▶ [Work order]
Give the entries again exactly, without pictures.

▶ [Dataset records]
= = = = = = =

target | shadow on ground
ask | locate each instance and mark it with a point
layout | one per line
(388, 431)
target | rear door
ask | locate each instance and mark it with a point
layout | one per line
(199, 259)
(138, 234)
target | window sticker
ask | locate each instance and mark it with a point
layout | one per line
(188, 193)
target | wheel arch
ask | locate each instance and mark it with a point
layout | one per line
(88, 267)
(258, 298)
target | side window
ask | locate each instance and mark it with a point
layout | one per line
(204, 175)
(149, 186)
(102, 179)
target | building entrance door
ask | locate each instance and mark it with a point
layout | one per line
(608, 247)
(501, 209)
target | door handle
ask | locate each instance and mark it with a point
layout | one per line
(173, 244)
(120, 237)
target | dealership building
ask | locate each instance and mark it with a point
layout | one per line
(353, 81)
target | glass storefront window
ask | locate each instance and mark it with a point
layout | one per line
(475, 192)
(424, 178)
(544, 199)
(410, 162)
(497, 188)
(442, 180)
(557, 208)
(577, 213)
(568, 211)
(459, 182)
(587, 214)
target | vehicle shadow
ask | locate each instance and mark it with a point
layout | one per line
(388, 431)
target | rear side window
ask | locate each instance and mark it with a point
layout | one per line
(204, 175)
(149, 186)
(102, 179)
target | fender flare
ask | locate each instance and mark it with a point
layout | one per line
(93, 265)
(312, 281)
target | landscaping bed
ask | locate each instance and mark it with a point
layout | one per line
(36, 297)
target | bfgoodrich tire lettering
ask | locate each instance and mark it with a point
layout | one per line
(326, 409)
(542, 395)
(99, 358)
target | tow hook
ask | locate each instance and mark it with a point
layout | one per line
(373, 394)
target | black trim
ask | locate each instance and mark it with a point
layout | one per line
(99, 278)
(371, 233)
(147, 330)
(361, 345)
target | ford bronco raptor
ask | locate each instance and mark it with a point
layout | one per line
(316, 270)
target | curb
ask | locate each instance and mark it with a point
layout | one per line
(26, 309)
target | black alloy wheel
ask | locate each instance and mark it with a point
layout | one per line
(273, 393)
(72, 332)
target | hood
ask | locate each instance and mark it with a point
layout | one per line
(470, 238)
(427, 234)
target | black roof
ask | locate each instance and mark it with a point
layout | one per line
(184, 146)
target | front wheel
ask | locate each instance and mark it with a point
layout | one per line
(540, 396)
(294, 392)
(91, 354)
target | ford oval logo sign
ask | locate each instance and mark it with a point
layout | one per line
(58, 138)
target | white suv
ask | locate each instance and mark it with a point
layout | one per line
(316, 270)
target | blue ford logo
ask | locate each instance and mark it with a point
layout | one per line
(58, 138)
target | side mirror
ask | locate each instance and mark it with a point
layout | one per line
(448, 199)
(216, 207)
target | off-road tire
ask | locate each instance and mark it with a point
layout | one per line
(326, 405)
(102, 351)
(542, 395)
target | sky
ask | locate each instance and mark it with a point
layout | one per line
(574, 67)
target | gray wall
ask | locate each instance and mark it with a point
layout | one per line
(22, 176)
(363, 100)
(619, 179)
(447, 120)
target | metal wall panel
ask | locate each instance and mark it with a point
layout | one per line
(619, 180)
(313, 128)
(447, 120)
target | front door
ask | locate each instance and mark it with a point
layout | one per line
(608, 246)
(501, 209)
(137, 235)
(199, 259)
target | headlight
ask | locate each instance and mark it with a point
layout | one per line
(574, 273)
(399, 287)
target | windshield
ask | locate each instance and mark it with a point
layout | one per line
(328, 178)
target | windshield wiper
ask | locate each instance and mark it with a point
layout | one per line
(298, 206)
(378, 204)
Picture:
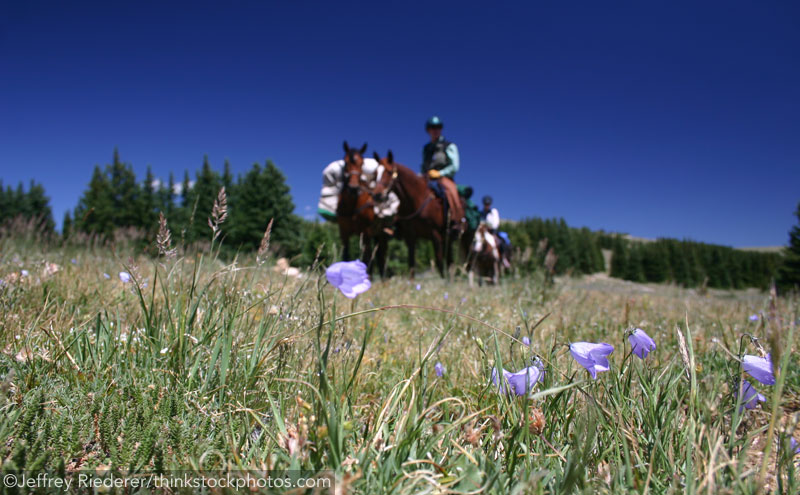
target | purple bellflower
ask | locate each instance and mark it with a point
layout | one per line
(759, 368)
(350, 277)
(593, 357)
(642, 343)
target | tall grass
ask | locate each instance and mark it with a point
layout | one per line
(205, 365)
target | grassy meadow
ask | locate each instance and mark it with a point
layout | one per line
(204, 364)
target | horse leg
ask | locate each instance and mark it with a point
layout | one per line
(365, 243)
(344, 235)
(383, 245)
(411, 246)
(438, 250)
(471, 271)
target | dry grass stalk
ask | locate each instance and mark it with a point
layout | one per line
(263, 248)
(164, 238)
(219, 212)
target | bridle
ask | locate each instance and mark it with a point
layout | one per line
(362, 188)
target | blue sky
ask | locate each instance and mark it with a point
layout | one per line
(675, 119)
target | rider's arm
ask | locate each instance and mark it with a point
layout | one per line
(452, 153)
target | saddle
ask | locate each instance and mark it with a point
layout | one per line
(447, 191)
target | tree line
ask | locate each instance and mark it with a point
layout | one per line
(116, 199)
(31, 204)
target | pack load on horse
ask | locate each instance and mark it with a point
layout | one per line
(357, 212)
(333, 177)
(491, 217)
(421, 214)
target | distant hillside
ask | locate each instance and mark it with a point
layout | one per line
(683, 262)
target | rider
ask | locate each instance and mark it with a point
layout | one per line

= = = = = = =

▶ [Exercise result]
target | shadow on ground
ask | locate each instance and mark it with a point
layout | one per line
(388, 431)
target | rear door
ask | locate each instance and mark it with a point
layout | one per line
(199, 259)
(138, 234)
target | window sticker
ask | locate each instance and mark it with a point
layout | one per line
(188, 193)
target | wheel arch
ask | locate each instance and mark it with a point
layout | one per line
(88, 267)
(258, 298)
target | side window
ask | locate each instance and mark it with a point
layout | one per line
(204, 175)
(149, 186)
(102, 179)
target | building entrance door
ask | locate each instance and mark it with a point
layout | one per line
(608, 247)
(501, 209)
target | door handle
ask | locate each instance and mark it with a point
layout | one per line
(173, 244)
(120, 237)
target | dealership building
ask | locate each instance and mark it with a point
layout | one per line
(353, 81)
target | glass storefront window
ask | locate each instance and mark it with a point
layout | one per line
(475, 192)
(424, 178)
(544, 199)
(410, 162)
(497, 188)
(442, 180)
(557, 208)
(577, 213)
(568, 211)
(459, 182)
(587, 214)
target | vehicle shadow
ask | locate each instance and mark it with a point
layout | one per line
(388, 431)
target | rear side window
ask | locate each instance and mark it with a point
layout | one per line
(204, 175)
(149, 186)
(102, 179)
target | fender flare
ask | locate each instance and mark it with a point
layout | one per line
(93, 265)
(312, 281)
target | landscaping bed
ask | locate each instance and mark it with a point
layout | one per line
(36, 297)
target | bfgoodrich tire lettering
ask | locate each instance and mark it with a point
layout | one per line
(326, 409)
(542, 395)
(99, 358)
target | tow hook
ask | locate each instance and mark it with a point
layout | one per line
(373, 394)
target | black trim
ask | locate each instance and mark it with a point
layout | one per line
(99, 278)
(371, 233)
(147, 330)
(361, 345)
target | ford bronco raptor
ask | locate each instance and mark it with a point
layout | one per line
(316, 270)
target | curb
ask | locate each instance and mark it with a point
layout | one per line
(26, 309)
target | black alloy wheel
ask | locate each instance and mark it with a point
layout | one per line
(273, 393)
(72, 332)
target | hood
ask | locate each instance and mark it with a point
layout | one per line
(470, 238)
(427, 234)
target | black roof
ask | locate each instance and mark it with a point
layout | one per line
(184, 146)
target | front wheel
ask | locate each instance and mark it with a point
layout | one per line
(540, 396)
(294, 392)
(91, 354)
target | ford oval logo sign
ask | locate each instance and mark it with a point
layout | one per line
(58, 138)
target | white suv
ask | locate each instance and mark it with a point
layout | one per line
(316, 270)
target | blue ford logo
ask | locate each instance and mark it with a point
layout | one per line
(58, 138)
target | side mirror
ask | locate each instance and mark it with a point
layout | one per line
(448, 199)
(216, 207)
target | off-road tire
ask | locate each instance and mark it with a point
layout | one per line
(326, 405)
(102, 351)
(542, 395)
target | sky
ask | locate each instance and mark it with a point
layout | one per line
(574, 67)
target | gray wall
ask | locate each instance and mark it with a point
layout | one per line
(22, 176)
(363, 100)
(619, 179)
(447, 120)
target | metal wall panel
ask | locate each instance and mark it with a point
layout | one per line
(619, 180)
(313, 128)
(447, 120)
target | front door
ask | locate each instance and mark it with a point
layout | one per line
(608, 246)
(501, 209)
(137, 235)
(199, 259)
target | headlight
ask | locate each instance and mark it with a point
layout | one per line
(574, 273)
(399, 287)
target | windshield
ask | locate each instance and mark it with a point
layout | one per line
(328, 178)
target | windshield wiper
ask | locate each instance and mark it with a point
layout | one per line
(298, 206)
(378, 204)
Picture:
target | purple bellflower
ask | locate each instance and mark it with a point
layout | one per line
(759, 368)
(350, 277)
(593, 357)
(642, 343)
target | tall grass
ask | locate each instance and mark it with a point
layout | one per line
(205, 365)
target | grassy meadow
ask | locate each instance and mark it with a point
layout | one per line
(204, 364)
target | horse leg
ask | locate each instance and mark it with a point
layout | one per line
(365, 243)
(344, 235)
(383, 245)
(411, 246)
(438, 250)
(471, 271)
target | dry grass stalk
ask | locate each instance and mark it with a point
layout | one per line
(263, 248)
(164, 238)
(219, 212)
target | bridle
ask | locate each instance and mark it with a point
layout | one per line
(362, 188)
target | blue sky
ask | locate each instance and mark it with a point
layout | one per line
(675, 119)
target | rider's arm
ask | locate each instance and mark it with a point
layout | one per line
(452, 153)
target | saddle
ask | locate each instance and mark it with a point
layout | one per line
(447, 191)
target | tree line
ask | locate each instance and mark it with a point
layout | one per line
(116, 199)
(31, 204)
target | pack load on horse
ask | locate each instance and mark it with a point
layout | one per line
(357, 212)
(333, 177)
(491, 217)
(421, 214)
target | distant hillside
ask | locate each instance and mark it with a point
layout | one per line
(683, 262)
target | rider
ask | locate each instance and mark it with a point
layout | one per line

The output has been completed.